Exercise aim –
Show every line of the listing below that contains the string "countertop", copying each such line in full.

Entries from a point annotation set –
-- Start --

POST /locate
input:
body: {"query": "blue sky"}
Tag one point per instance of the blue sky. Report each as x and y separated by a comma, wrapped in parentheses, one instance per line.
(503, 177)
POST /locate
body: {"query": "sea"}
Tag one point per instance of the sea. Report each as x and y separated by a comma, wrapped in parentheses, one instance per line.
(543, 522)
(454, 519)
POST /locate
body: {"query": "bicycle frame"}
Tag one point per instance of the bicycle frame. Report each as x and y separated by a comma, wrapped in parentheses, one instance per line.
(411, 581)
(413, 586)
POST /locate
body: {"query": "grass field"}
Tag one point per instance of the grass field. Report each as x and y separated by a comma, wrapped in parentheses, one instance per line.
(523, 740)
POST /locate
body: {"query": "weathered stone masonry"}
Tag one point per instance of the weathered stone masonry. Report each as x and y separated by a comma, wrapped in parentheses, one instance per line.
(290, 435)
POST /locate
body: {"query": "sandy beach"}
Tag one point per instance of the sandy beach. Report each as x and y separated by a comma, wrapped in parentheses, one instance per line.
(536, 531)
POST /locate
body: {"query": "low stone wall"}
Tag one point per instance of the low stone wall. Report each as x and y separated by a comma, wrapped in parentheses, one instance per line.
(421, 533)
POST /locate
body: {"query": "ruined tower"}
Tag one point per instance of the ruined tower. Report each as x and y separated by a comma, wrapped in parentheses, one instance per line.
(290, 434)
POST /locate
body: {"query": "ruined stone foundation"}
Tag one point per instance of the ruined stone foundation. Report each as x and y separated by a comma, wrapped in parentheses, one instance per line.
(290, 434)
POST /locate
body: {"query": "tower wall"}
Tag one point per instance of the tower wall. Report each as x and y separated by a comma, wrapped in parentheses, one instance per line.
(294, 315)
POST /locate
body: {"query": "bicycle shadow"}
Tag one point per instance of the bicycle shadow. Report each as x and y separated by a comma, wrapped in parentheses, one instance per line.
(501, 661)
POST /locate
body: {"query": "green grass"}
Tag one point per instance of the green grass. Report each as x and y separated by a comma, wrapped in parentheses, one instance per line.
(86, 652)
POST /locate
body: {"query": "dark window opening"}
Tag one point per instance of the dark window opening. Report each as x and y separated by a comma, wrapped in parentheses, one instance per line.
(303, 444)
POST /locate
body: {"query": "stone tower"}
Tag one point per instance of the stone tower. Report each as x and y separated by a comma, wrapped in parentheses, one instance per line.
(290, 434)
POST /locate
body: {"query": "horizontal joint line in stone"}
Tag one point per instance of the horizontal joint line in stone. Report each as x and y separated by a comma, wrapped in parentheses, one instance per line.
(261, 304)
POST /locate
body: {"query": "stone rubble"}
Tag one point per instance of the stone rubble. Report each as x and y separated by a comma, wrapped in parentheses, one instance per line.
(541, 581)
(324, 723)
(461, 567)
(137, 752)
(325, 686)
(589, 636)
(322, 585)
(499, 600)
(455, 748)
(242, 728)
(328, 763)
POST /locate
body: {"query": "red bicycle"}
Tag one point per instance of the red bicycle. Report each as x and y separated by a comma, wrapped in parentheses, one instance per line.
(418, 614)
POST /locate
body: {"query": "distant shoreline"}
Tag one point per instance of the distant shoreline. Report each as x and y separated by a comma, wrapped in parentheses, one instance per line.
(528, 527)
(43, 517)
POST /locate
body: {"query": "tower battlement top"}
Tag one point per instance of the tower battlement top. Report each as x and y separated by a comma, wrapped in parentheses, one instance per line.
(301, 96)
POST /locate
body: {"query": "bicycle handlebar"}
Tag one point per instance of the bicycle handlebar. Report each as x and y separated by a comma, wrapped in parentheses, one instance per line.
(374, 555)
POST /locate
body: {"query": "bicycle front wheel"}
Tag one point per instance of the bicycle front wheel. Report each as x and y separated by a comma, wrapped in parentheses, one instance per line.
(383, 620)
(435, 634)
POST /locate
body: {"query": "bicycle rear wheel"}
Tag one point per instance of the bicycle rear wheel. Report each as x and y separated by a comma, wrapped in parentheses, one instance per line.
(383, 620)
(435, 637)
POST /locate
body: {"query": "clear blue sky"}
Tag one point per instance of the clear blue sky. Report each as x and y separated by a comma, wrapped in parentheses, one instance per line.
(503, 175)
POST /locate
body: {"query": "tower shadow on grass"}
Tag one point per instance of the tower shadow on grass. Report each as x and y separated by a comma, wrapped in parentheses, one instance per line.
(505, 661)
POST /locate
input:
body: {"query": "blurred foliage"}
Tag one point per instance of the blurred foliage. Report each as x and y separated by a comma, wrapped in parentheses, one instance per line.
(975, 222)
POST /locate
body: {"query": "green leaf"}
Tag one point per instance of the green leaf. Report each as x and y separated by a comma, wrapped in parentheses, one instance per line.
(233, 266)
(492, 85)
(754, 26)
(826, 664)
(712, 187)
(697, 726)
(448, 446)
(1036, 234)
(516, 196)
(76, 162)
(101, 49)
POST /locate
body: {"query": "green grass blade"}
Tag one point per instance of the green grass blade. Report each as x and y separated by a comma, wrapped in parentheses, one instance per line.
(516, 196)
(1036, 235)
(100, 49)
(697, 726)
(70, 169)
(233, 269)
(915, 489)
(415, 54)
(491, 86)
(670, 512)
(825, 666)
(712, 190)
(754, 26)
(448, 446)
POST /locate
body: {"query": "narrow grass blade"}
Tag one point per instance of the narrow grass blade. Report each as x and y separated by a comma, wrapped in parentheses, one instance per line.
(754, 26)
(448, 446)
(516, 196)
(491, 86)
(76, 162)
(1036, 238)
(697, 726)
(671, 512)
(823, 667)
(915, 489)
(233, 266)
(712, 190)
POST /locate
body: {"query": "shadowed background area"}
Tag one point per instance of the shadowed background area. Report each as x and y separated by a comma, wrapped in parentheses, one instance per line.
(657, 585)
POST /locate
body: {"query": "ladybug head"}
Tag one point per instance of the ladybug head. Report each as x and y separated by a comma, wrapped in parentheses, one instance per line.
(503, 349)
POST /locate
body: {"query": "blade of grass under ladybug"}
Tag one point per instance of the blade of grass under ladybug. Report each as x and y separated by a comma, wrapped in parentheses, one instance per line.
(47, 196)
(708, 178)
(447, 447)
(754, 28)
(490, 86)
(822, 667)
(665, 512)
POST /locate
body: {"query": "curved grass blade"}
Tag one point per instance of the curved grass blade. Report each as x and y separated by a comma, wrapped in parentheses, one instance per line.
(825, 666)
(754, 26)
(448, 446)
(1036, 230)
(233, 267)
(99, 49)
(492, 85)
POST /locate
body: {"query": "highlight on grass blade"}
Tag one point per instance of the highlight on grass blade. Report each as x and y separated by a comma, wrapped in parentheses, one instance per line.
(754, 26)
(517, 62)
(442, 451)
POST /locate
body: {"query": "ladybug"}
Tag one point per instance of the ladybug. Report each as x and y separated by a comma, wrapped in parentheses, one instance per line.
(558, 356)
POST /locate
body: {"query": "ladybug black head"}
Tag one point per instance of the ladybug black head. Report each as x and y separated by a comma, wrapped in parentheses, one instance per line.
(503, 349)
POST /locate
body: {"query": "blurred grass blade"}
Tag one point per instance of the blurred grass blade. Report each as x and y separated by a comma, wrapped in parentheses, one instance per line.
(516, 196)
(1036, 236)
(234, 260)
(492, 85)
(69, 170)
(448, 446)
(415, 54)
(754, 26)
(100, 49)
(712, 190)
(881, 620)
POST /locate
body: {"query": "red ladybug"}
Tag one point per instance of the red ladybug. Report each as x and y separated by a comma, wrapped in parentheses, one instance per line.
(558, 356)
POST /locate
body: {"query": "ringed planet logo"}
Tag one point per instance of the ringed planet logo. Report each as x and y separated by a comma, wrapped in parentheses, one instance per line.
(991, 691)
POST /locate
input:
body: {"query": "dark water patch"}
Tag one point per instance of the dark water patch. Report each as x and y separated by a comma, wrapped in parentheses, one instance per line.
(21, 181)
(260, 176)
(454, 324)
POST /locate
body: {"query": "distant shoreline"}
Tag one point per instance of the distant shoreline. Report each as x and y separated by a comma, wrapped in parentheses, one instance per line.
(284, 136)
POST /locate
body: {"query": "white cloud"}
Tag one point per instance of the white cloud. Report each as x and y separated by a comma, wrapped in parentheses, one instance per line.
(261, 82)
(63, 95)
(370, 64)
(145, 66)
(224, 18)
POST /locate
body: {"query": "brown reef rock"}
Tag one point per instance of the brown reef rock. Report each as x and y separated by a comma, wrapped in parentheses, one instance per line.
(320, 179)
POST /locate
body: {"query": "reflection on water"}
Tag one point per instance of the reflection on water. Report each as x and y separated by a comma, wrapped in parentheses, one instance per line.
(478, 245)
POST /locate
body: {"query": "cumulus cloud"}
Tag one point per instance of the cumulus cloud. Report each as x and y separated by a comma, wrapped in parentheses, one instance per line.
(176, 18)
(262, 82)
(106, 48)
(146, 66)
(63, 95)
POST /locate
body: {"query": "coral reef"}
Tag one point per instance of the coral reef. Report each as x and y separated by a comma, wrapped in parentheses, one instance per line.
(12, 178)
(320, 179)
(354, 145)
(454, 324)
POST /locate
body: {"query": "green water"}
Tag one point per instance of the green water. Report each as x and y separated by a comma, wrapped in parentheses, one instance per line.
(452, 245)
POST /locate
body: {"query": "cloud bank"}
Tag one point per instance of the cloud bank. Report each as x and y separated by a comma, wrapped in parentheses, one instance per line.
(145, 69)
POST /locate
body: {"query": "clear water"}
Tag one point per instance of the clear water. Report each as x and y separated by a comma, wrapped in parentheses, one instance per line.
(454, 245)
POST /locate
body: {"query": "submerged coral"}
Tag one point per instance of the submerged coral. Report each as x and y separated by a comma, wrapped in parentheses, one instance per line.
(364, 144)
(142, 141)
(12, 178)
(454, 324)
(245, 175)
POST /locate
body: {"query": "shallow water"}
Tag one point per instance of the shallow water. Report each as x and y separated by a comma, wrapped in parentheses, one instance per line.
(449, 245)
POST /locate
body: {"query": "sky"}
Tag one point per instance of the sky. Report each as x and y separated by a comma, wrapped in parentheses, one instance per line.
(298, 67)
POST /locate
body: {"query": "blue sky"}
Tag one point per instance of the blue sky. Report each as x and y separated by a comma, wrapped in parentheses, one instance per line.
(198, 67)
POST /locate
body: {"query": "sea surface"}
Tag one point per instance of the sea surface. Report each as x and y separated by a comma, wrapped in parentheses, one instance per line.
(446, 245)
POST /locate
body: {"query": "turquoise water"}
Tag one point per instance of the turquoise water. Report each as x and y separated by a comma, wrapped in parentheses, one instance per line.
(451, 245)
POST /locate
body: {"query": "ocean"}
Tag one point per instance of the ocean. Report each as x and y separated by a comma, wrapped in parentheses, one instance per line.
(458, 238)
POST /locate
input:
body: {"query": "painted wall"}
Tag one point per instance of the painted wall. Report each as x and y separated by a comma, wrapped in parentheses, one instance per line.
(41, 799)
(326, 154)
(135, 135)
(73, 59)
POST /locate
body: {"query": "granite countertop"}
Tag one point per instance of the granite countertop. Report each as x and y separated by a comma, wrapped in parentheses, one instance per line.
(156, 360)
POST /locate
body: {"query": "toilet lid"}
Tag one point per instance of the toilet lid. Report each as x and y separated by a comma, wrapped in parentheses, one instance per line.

-- End --

Reply –
body: {"query": "granite countertop"}
Tag one point per instance of the granite countertop. Report each as x and y separated by a comma, wrapped in parentheses, one instance per line.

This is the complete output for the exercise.